#### [YOUR TASK]
Can you lay out the rows, from the line containing "Record the location of each instance of the car" through the final line, inclusive, as a Markdown table with a Number column and a Line column, omitting blank lines and including nothing outside that span?

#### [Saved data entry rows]
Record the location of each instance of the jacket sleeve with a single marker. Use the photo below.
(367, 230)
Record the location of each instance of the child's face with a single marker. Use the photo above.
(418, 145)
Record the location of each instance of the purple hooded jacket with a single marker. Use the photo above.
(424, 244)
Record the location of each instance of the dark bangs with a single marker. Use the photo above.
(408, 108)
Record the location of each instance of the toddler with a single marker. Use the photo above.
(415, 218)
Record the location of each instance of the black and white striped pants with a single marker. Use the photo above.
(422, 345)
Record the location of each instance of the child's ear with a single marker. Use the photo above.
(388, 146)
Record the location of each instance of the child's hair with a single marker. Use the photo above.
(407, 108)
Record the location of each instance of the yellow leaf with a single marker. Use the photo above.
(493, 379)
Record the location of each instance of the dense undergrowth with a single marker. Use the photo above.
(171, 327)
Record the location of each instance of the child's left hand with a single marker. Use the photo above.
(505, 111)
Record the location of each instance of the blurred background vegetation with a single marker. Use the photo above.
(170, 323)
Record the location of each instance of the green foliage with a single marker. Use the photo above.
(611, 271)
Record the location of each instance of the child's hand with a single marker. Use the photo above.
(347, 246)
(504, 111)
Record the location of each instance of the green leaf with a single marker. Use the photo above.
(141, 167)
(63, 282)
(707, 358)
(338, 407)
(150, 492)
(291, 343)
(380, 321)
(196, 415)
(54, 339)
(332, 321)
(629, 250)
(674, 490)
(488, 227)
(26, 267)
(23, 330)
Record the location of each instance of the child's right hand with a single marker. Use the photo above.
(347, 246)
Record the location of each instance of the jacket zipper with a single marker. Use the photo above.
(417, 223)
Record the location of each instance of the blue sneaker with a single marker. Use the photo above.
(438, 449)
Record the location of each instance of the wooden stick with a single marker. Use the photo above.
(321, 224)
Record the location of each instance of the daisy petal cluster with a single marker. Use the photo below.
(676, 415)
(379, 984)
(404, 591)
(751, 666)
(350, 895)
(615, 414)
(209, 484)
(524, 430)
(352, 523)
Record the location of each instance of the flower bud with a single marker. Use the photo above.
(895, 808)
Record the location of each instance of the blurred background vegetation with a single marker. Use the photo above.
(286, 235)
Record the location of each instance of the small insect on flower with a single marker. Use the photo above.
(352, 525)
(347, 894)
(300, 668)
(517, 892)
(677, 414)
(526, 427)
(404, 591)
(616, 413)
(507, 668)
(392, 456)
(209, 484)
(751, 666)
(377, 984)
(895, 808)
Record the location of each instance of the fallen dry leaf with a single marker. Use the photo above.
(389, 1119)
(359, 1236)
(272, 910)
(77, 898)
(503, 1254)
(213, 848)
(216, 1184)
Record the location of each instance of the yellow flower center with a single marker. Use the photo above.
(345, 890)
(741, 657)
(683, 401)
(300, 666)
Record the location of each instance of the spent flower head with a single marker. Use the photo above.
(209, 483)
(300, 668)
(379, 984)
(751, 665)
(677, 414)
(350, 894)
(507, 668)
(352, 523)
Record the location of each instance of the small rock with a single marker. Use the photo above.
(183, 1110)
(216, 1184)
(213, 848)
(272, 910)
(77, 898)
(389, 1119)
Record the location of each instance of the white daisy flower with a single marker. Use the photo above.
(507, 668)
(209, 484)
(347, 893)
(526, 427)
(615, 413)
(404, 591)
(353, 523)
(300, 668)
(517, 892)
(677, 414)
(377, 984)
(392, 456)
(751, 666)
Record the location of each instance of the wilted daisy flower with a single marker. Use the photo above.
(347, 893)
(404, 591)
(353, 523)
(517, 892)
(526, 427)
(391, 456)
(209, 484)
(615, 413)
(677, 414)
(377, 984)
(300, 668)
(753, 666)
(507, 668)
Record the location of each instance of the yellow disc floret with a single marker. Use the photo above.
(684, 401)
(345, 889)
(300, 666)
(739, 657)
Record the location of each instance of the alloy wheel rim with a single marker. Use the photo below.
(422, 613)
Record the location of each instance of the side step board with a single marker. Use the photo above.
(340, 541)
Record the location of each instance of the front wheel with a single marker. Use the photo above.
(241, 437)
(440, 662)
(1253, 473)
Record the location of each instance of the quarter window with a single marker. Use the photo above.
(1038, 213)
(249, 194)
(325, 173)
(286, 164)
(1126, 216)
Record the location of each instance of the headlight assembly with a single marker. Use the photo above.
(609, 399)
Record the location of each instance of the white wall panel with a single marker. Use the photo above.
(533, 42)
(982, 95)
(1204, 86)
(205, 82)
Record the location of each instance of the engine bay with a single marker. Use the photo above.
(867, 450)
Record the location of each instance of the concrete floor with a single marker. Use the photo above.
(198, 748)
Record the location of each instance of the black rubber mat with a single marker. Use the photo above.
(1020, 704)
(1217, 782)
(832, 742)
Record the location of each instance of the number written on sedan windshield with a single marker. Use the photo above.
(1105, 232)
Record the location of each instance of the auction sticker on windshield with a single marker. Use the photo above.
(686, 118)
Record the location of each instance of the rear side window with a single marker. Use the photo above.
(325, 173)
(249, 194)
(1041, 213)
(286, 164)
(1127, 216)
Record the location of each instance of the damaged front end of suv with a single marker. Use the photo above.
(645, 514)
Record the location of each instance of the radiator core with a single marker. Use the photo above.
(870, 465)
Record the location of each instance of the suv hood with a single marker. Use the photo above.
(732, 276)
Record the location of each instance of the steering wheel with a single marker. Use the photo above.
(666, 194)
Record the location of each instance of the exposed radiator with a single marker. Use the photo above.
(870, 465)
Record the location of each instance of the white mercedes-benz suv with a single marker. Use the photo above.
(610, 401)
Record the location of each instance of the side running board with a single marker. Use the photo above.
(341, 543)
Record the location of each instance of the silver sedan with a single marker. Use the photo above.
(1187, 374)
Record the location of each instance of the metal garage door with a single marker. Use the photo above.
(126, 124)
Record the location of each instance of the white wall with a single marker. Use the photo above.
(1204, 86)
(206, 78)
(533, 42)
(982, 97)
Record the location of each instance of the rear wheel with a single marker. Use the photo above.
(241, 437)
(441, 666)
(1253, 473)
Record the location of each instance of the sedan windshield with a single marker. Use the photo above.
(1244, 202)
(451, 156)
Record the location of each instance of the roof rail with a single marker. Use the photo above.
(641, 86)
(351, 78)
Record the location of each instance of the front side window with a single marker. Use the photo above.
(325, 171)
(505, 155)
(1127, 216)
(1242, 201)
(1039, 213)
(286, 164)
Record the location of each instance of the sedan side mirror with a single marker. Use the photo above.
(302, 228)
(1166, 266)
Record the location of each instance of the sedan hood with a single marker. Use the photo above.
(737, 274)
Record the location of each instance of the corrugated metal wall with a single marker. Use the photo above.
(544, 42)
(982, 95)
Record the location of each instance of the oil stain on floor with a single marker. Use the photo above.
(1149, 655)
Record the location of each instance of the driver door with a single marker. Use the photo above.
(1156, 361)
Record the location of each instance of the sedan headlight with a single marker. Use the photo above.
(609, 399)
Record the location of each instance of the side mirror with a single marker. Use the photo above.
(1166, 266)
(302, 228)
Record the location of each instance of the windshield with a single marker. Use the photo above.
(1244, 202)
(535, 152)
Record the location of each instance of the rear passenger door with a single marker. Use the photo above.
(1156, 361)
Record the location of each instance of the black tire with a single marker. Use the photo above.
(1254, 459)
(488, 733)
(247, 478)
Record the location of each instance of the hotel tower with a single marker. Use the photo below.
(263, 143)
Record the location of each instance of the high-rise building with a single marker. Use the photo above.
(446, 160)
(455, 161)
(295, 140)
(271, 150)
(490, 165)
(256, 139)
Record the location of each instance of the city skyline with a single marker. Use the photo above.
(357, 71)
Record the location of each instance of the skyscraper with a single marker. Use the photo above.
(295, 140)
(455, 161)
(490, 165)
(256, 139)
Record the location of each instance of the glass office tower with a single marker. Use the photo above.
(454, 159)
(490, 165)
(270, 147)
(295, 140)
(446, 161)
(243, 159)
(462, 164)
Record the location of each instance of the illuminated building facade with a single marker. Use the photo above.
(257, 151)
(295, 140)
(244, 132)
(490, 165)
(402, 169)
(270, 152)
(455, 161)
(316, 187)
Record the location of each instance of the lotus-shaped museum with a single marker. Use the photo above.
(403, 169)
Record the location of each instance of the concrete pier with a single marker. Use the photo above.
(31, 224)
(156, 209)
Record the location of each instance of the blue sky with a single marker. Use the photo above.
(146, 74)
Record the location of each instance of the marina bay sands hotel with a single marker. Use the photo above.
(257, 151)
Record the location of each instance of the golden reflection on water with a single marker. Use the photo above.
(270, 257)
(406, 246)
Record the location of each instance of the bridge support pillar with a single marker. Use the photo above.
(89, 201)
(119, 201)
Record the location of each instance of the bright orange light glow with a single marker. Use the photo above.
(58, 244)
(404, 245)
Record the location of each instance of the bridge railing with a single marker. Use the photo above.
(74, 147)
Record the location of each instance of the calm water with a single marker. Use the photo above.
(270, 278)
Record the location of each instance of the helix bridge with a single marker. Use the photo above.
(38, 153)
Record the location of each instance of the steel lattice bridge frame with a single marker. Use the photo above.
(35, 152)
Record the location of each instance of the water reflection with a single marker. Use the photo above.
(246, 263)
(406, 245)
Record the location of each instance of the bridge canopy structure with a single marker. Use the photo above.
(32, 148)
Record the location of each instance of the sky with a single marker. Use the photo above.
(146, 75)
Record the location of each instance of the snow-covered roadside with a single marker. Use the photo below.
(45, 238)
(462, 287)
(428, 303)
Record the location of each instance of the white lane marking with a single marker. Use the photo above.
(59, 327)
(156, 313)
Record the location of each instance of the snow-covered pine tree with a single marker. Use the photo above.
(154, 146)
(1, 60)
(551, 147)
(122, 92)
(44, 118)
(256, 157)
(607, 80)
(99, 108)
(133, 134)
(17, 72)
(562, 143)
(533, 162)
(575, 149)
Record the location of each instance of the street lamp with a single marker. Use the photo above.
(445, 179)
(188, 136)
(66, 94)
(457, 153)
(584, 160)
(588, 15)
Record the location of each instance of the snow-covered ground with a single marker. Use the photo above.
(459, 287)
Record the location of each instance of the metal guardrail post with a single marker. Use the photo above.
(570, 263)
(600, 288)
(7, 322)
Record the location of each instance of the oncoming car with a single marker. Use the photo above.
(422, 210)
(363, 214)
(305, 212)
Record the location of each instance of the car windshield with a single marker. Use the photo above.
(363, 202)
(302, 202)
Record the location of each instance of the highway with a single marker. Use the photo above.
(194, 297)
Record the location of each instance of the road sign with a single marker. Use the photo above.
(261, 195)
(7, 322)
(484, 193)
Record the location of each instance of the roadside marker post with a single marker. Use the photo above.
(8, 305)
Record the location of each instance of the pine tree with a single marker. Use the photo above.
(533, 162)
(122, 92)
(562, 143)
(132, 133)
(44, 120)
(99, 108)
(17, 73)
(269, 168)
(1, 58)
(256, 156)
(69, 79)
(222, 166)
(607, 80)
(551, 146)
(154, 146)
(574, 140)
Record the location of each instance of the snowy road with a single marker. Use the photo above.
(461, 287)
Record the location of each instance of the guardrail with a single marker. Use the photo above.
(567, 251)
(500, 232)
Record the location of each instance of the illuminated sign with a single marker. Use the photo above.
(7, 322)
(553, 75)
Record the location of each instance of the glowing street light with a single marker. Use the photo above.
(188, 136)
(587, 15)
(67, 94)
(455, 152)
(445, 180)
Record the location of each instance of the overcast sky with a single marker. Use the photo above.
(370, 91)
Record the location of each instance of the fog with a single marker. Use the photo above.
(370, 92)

#### [CORRECT ANSWER]
| Number | Line |
|---|---|
| 1 | Record the location of each instance of the car windshield with a single marker. Use the photo above. |
| 2 | (363, 202) |
| 3 | (302, 202) |
| 4 | Record the location of each instance of the highway with a single marker. Use the photo above. |
| 5 | (194, 297) |
| 6 | Record the location of each instance of the road sign with a single marker. Use the photo above. |
| 7 | (261, 195) |
| 8 | (7, 322) |
| 9 | (484, 193) |
| 10 | Record the location of each instance of the roadside marker post with a single marker. Use the photo above. |
| 11 | (8, 305) |
| 12 | Record the location of each instance of the pine tree with a single marker. Use the photo above. |
| 13 | (533, 162) |
| 14 | (122, 92) |
| 15 | (562, 143) |
| 16 | (132, 133) |
| 17 | (44, 120) |
| 18 | (99, 108) |
| 19 | (17, 73) |
| 20 | (269, 168) |
| 21 | (1, 58) |
| 22 | (256, 156) |
| 23 | (69, 79) |
| 24 | (222, 166) |
| 25 | (607, 80) |
| 26 | (551, 146) |
| 27 | (154, 146) |
| 28 | (574, 140) |
| 29 | Record the location of each instance of the snowy road with a single marker. Use the photo above. |
| 30 | (461, 287) |
| 31 | Record the location of each instance of the guardrail with a single marker. Use the photo above. |
| 32 | (567, 251) |
| 33 | (500, 232) |
| 34 | Record the location of each instance of the illuminated sign with a single marker. Use the photo above. |
| 35 | (7, 322) |
| 36 | (553, 75) |
| 37 | Record the location of each instance of the glowing street light with a single marker. Use the photo above. |
| 38 | (188, 136) |
| 39 | (587, 15) |
| 40 | (67, 94) |
| 41 | (455, 152) |
| 42 | (445, 180) |
| 43 | Record the location of each instance of the overcast sky with a single marker. Use the photo above. |
| 44 | (370, 91) |
| 45 | Record the location of each instance of the fog with a single marker. Use the photo above. |
| 46 | (370, 92) |